>> start

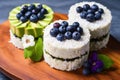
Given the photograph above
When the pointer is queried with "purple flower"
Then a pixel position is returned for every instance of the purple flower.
(96, 64)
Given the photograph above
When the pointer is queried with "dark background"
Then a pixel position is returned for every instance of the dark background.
(62, 6)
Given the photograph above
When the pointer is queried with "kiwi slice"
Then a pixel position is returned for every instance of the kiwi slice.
(30, 28)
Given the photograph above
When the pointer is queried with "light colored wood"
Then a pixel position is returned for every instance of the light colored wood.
(15, 66)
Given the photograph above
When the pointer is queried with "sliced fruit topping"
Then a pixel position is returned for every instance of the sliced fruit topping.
(90, 13)
(64, 31)
(32, 12)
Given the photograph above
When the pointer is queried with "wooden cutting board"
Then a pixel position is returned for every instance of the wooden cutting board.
(13, 64)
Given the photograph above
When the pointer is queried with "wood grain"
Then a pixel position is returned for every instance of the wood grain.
(13, 64)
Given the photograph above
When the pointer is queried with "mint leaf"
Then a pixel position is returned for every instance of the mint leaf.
(28, 52)
(106, 61)
(38, 52)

>> end

Without the pictures, restate all the entries above exactly.

- _Result of the task_
Given the photograph above
When the pointer is queried with "purple flower"
Then a pixel position is returned for every instance of the purple flower.
(96, 64)
Given the photograph above
When the pointer is queried with "dark background"
Then a pixel position is returned for every instance of the dark background.
(62, 6)
Given the photograph above
When the pointer is queried with "kiwi slice"
Then a pixel position is returned for every instance of the kiwi slice.
(30, 28)
Given the photograph above
When the pointer is queried with "light colored wood"
Then a pixel position is returned for every instance of the light colored wood.
(15, 66)
Given the photograph above
When the pointer is queried with "sliced fruit topping"
Then a pixel position is returned for every instance of the sliced fruit topping.
(90, 13)
(64, 31)
(32, 12)
Given the photograph above
When the pointer is queried with "wooden cutting board"
Then a pixel position is returned for every instance of the wooden cutting board.
(13, 64)
Given the photograph above
When the pointer is queried with "wood grain"
Then a pixel position is returned for every instance of the wood grain.
(13, 64)
Given the photograph above
When the pointer is queried with "mint leaf"
Then a pixel position is returned for every instance of the mint leaf.
(28, 52)
(106, 61)
(38, 52)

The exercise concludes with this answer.